The Making of Angel Olsen’s Music Videos, All Mirrors and Lark

Recall a time when recording artists, record labels and even music fans understood that cutting music videos was the most successful way to market and message a musician’s many creative impulses. Music videos, at the height of their popularity, rivaled the artistic merit of the very tunes they were meant to promote.

Two recent videos by folk/rock/indie recording artist Angel Olsen, who has teamed with longtime collaborator, director and cinematographer Ashley Connor, may be helping to revive the vibe, if not lost art, of a bygone era.

Olsen’s new studio effort, All Mirrors, released in early October 2019 via the Jagjaguwar label, has spawned All Mirrors and Lark, two stunning examples of modern video making. Given the pacing, presence and overall style of the work, these videos could, perhaps should, have been made in 1985. “That’s a high compliment,” Connor tells PLSN.

At press time, views on YouTube for All Mirrors and Lark have crept up to a combined total of nearly 900,000 clicks. This is prior to Olsen hitting the road to promote All Mirrors on a North America/European tour that’s scheduled to end in the U.S. in mid-April 2020.

Those familiar with some of Olsen’s older videos might be surprised by how positively transformed the singer appears — and acts — in front of the camera. Silvery, glam-y wigs, prudish purple Elizabethan costumes and 1,000-yard stares have been replaced with a barefoot, defiant, scary and sexy Olsen in flowing dresses, transitioning into a range of emotional states before our very eyes. It’s Angel (and a few demons) unleashed.

It isn’t just Olsen’s camera persona that’s changed, however. All Mirrors is certainly orchestral and synth-heavy, with the faint traces of Eastern music, ambient Eno, Kate Bush and British ‘80s techno pop. “In her early days, people described her as ‘sad girl,’ ‘folk music,’” says Connor, who was nominated for an Independent Spirit Award for her cinematography for the movie Madeline’s Madeline. “To continually challenge your audience that loves your music for a certain reason and make them go on a journey with you is very bold and something I respect about her.”

Perhaps because it was born of pain and growth, as well as romantic breakup, All Mirrors and its corresponding videos, feel like personal breakthroughs — musically, emotionally and artistically. “Ashley and I have worked with each other for a pretty long time,” Olsen tells PLSN. “We have a way of speaking to each other, and I have a trust in her. She allows me to see shots as we go along so I can get a better idea of how things are being captured and what I need to work on — emotively speaking. Other directors do not allow me such freedom and, therefore, the trust and the confidence in many other videos or video materials is noticeably different.”

Angel Olsen shot in BW for All Mirrors. Photo: Ashley Connor

‡‡         All Mirrors

Although it’s become commonplace in the 21st Century, black-and-white pop music videos were a rarity in the Golden Age of MTV’s cultural relevance. When directors drained all or partial “color” from their videos, it was an attempt to associate the artist with something timeless. Every Breath You Take by the Police and Mr. Mister’s Broken Wings are still effective, decades on. So, there’s a vague anachronistic scent about All Mirrors, but its clarity, even simplicity, speaks to a time when the genre was still fresh.

> Excerpted data:
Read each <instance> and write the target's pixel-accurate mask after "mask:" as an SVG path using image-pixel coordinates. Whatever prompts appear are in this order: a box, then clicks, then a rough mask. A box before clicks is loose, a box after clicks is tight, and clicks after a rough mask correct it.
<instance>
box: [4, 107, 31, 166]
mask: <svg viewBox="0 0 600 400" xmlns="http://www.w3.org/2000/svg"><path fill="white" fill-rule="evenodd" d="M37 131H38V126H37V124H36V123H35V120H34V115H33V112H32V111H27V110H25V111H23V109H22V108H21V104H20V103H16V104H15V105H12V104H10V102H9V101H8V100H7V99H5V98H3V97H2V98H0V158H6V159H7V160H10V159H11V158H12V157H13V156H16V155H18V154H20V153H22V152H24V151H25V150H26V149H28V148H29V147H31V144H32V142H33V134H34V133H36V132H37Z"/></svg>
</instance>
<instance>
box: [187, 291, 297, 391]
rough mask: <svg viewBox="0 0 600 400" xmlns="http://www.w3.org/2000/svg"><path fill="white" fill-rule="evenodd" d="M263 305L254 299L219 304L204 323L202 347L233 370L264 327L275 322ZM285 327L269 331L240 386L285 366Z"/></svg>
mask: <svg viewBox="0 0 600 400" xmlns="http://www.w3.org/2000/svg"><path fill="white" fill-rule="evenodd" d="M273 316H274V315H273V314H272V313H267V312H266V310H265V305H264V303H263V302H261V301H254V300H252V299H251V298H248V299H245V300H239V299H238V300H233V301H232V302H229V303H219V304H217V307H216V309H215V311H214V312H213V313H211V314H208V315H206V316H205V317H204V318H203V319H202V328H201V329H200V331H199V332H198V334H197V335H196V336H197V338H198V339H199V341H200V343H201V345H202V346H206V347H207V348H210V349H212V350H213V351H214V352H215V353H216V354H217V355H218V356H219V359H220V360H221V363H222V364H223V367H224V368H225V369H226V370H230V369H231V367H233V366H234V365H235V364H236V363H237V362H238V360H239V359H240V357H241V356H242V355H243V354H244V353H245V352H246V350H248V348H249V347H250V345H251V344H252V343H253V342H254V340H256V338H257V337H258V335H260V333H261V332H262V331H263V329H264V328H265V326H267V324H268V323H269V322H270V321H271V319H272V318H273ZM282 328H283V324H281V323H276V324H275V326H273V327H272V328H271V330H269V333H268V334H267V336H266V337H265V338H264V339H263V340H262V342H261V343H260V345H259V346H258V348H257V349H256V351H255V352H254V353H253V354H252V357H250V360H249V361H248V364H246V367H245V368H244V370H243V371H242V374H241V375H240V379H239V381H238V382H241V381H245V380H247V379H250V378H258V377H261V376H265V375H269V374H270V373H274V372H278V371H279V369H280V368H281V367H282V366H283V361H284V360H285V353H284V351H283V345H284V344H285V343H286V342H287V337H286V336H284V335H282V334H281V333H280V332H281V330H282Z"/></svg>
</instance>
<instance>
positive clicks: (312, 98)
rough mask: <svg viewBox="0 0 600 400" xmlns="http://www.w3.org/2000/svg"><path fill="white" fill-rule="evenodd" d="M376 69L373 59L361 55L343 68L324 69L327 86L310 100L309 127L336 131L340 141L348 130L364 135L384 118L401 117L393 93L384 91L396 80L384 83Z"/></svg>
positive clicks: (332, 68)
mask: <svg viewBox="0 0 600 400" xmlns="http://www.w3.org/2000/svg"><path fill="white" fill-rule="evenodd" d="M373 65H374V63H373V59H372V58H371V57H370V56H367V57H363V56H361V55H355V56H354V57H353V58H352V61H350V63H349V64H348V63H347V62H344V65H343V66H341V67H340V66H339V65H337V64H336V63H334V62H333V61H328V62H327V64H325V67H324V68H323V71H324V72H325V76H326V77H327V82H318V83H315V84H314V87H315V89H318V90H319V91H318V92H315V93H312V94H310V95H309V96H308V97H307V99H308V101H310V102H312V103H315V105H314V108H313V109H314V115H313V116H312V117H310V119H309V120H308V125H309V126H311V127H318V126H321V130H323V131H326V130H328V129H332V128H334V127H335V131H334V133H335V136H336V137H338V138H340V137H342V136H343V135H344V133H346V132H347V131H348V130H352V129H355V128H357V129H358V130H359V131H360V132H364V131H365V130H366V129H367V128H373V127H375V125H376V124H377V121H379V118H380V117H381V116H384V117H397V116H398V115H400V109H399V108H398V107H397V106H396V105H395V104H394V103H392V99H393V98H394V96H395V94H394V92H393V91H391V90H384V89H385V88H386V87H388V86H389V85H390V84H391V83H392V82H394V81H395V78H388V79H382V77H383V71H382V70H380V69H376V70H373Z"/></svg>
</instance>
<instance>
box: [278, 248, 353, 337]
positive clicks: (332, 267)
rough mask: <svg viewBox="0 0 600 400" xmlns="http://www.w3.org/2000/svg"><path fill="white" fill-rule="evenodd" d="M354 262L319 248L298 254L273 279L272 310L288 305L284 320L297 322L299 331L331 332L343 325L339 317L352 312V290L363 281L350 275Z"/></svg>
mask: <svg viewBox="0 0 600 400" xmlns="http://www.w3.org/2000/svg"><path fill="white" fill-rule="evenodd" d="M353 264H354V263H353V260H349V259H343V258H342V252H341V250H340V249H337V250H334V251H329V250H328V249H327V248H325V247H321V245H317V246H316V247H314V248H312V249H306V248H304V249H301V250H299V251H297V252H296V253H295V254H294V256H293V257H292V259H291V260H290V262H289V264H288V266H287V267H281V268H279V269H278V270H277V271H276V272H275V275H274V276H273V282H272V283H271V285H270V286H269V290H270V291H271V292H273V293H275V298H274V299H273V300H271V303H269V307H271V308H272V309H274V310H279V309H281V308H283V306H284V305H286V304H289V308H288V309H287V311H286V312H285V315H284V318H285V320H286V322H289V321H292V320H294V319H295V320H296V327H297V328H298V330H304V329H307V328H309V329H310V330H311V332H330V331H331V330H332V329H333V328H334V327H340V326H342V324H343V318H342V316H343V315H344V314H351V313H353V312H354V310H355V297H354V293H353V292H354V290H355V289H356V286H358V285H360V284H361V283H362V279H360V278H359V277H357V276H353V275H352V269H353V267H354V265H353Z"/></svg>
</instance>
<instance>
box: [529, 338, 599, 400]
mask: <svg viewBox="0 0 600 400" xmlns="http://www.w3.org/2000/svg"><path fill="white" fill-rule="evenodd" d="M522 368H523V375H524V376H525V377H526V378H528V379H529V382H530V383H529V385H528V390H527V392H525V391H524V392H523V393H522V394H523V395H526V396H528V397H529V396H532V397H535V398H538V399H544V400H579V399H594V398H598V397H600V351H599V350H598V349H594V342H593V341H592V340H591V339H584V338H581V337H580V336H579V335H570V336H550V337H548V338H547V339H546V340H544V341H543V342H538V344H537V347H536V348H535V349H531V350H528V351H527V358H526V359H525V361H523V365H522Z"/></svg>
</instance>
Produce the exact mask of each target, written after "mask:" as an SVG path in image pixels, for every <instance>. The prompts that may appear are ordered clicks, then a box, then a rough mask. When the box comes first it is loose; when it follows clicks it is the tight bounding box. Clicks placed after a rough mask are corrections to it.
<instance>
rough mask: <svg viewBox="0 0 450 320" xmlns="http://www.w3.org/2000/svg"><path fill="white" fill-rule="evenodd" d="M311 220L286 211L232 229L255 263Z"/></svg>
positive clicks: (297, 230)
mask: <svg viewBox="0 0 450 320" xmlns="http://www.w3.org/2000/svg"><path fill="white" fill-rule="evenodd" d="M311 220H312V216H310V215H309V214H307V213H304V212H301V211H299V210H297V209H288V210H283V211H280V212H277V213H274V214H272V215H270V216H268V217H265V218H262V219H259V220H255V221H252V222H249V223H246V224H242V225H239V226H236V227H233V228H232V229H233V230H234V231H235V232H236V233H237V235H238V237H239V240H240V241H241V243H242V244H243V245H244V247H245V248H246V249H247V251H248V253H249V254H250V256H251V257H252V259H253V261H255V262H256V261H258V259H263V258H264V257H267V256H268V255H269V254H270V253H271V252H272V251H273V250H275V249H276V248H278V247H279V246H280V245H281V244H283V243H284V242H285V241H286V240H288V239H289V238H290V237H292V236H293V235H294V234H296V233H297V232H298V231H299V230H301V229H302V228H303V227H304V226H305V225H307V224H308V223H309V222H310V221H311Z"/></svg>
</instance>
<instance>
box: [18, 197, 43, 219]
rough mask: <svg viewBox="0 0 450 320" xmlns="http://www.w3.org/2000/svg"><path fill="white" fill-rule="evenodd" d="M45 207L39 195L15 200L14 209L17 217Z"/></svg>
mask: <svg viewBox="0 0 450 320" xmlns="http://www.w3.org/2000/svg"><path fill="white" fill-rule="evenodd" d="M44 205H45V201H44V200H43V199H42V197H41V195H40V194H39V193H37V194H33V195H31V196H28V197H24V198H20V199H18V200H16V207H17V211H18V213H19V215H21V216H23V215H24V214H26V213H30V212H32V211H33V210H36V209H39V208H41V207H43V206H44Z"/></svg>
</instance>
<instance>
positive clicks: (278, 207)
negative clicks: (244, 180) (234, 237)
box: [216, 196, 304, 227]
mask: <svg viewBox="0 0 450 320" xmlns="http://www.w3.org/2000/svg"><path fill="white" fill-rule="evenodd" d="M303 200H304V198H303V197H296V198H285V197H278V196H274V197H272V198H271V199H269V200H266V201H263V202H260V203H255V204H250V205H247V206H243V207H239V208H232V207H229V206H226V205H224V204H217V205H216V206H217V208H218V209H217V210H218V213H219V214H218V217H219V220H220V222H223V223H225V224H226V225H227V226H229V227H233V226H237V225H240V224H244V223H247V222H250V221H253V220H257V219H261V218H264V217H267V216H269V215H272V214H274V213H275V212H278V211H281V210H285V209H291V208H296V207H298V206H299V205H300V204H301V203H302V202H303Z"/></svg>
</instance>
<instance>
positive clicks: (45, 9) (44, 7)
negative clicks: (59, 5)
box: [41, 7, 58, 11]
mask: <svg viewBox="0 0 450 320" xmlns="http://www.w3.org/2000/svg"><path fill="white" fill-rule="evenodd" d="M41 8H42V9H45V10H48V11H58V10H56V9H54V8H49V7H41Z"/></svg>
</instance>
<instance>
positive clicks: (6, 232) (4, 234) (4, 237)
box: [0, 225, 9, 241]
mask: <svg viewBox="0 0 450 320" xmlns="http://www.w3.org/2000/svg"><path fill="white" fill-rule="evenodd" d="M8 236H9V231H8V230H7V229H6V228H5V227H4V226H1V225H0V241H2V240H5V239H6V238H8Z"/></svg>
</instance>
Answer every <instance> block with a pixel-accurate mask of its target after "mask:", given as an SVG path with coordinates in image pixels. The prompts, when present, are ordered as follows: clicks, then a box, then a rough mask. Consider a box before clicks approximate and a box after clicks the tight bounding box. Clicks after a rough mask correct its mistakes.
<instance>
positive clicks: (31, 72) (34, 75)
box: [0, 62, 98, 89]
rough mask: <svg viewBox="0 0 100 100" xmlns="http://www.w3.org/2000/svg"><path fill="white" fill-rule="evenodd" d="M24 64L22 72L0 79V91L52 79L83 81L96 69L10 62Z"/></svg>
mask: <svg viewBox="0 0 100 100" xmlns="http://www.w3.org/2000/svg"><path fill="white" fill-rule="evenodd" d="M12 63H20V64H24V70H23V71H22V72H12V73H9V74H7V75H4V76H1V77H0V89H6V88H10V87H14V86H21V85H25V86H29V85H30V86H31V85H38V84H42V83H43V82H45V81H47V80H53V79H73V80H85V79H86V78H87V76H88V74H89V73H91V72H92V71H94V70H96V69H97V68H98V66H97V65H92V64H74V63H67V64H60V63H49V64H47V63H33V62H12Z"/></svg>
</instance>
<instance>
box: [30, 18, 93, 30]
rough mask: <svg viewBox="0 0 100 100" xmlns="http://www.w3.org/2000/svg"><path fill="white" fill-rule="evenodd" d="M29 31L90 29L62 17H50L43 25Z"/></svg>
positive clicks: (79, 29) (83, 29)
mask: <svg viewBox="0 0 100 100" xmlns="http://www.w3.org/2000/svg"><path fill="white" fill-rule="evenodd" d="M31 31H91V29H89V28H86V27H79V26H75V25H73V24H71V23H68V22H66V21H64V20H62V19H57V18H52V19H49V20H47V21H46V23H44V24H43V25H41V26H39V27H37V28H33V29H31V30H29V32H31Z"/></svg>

> Work instructions: In the article about Angel Olsen's music videos, what award was Ashley Connor nominated for, and for which film?

> Task result: An Independent Spirit Award, for her cinematography on Madeline's Madeline.